> _What you have to do_
Which lines of the records below contain the word "instance"? Gather each one, copied in full, and treat case as significant.

> _Object pointing dataset rows_
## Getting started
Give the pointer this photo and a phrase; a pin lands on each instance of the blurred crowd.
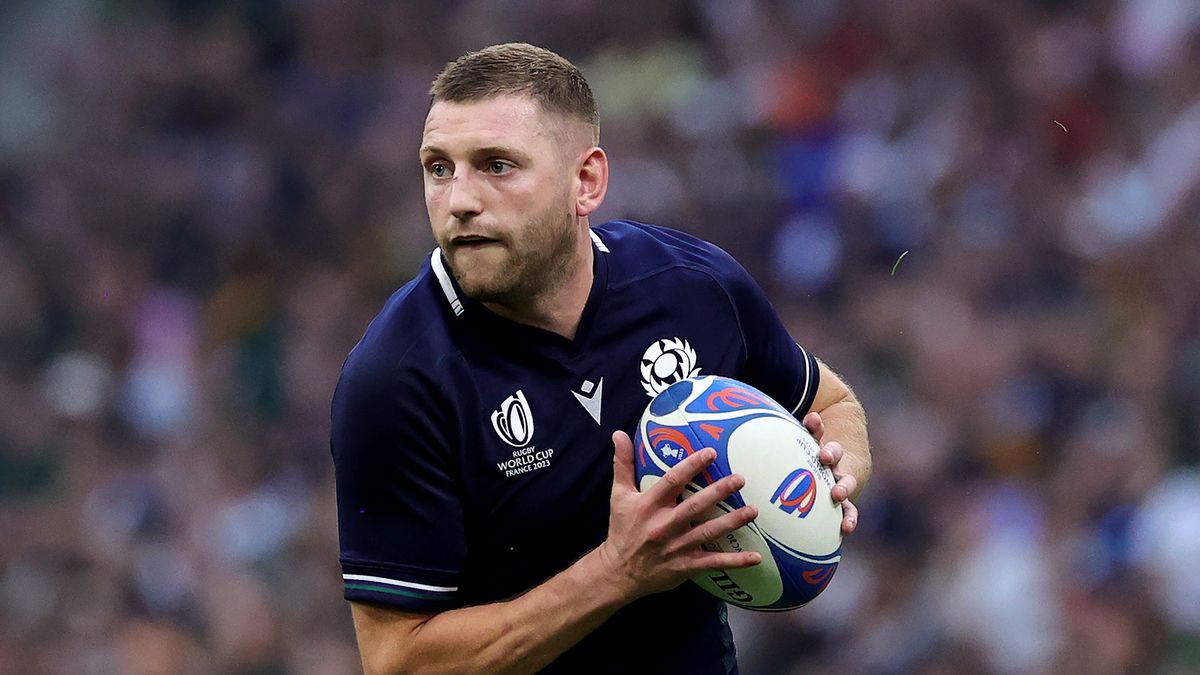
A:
(983, 214)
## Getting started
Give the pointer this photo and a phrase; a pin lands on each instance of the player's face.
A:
(497, 186)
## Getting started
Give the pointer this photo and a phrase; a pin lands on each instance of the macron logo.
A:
(589, 398)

> _Exercise result_
Give the pointer this photo and a phrase; a pin lands on each instance of the blurred crowd.
Give the pointer this photo and a phrase; a pin lands on each instance of the player's face.
Give the pointer this photo and a phrase; a pin lands on each instance of the macron logo.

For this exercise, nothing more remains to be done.